* Arbeitsauftrag
Stimmen die folgenden Aussagen mit dem ausgewählten Textauszug unten überein? Beantworte jede mit Ja oder Nein und zitiere die entscheidenden Worte des Textes wörtlich.
(a) Laut Hegel ist die bürgerliche Gesellschaft reich genug, die Armut des Pöbels zu steuern.
(b) Der Monopolimperialismus wird dem 20. und 21. Jahrhundert zugeordnet.
(c) Der Führerschein wird als kostenfrei zu erwerben beschrieben.

* Ausgewählter Textauszug
● ● ● ● ● ● ●
Wenn aber unter imperialistischen Bedingungen etwas feststeht, dann ist es die Unvermeidbarkeit von Kriegen nach außen zum Ablenken von Krisen primär sozialen Ursprungs im Inneren. Das hatten u.a. schon Robespierre (“Niemand liebt bewaffnete Missionare“) und Hegel gesehen: Bei allem Reichtum, sagt Hegel in seiner Rechtsphilosophie, den die bürgerliche Gesellschaft produziert, ist die bürgerliche Gesellschaft nicht reich genug, die Armut des Pöbels zu steuern, Ausweg: Kolonien. Das ist mutatis mutandis durch Konkurrenzkapitalismus (19. Jahrhundert) und Monopolimperialismus (20. und 21. Jahrhundert) die heutige Situation. Den heutigen imperialistischen Staaten bleibt angesichts der überbordenden Krisenakkumulation bei ständig negativen und negativer werdenden Relationen gar nichts anderes übrig als die Flucht in imperialistische Gemetzel. Der kostenfrei zu erwerbende Führerschein als Köder. Was mit der Aushändigung eines Führerscheins beginnt, endet mit der Aushändigung einer Sterbeurkunde für die Mutter.
● ● ● ● ● ● ●
* Datenauszug

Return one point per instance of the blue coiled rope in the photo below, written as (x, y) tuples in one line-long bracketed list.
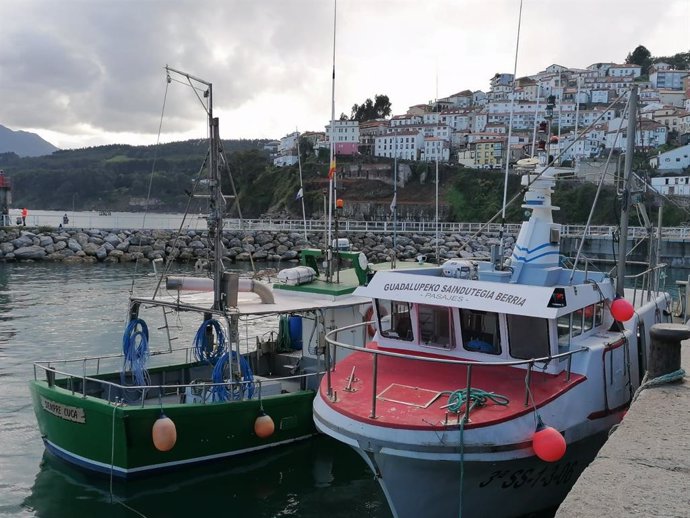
[(135, 348), (203, 350), (221, 392)]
● ● ● ● ● ● ●
* Richtige Antwort
(a) Nein: „ist die bürgerliche Gesellschaft nicht reich genug, die Armut des Pöbels zu steuern“
(b) Ja: „Monopolimperialismus (20. und 21. Jahrhundert)“
(c) Ja: „Der kostenfrei zu erwerbende Führerschein als Köder.“